* _RECORDS SUPPLIED_:

-=-=-

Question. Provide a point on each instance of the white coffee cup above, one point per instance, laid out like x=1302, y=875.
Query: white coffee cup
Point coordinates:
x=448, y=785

-=-=-

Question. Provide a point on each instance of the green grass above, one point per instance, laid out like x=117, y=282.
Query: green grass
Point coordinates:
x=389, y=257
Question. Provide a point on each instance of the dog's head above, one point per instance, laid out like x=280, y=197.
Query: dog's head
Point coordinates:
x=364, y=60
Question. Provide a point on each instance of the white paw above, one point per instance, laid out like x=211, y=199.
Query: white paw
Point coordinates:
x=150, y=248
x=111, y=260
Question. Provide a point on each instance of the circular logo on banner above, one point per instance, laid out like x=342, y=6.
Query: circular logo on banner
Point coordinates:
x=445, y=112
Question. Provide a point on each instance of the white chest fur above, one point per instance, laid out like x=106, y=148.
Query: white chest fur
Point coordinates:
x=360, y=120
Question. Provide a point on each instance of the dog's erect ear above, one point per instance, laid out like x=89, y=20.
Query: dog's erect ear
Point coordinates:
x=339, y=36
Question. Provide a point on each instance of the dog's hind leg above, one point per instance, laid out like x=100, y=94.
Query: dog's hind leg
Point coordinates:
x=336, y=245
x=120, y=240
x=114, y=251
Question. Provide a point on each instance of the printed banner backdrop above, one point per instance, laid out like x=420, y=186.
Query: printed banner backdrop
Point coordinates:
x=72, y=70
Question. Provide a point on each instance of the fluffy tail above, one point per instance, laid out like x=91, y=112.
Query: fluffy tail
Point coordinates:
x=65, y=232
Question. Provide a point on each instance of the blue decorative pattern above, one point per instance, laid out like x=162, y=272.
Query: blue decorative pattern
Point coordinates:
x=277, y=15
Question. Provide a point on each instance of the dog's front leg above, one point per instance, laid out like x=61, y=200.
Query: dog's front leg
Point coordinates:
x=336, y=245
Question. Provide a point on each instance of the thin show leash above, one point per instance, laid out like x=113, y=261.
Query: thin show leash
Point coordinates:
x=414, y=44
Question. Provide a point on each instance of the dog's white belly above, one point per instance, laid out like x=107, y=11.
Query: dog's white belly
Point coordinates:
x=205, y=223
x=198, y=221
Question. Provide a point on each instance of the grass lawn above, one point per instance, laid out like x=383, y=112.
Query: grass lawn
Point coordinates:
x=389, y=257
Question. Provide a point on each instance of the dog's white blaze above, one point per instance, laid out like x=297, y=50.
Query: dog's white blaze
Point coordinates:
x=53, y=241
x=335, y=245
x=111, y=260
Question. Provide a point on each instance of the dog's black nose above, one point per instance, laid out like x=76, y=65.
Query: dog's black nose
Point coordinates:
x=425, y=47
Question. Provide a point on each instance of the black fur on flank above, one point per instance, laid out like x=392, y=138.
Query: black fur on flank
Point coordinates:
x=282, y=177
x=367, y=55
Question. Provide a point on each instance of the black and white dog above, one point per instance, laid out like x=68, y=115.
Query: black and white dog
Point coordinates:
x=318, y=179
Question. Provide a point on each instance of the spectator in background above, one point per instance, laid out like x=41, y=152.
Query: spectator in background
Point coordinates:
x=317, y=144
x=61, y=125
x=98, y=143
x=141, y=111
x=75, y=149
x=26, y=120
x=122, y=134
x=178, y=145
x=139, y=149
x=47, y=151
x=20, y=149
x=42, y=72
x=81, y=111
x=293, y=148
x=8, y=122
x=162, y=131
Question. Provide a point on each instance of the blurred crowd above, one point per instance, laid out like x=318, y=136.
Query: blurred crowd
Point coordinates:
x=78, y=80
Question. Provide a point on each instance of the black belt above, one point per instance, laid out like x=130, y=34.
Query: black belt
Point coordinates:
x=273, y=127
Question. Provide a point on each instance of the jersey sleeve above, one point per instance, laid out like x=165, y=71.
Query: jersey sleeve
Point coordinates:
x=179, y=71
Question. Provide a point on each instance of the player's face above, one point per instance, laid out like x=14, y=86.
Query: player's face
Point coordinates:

-=-=-

* _WHAT IS BEING ASKED_: What lines in the data above carry "logo"? Return them all.

* _TASK OUTPUT_:
Question. Provide a point on each instance of the circular logo on banner above, one point per instance, laid out like x=342, y=6.
Query: circular logo on banner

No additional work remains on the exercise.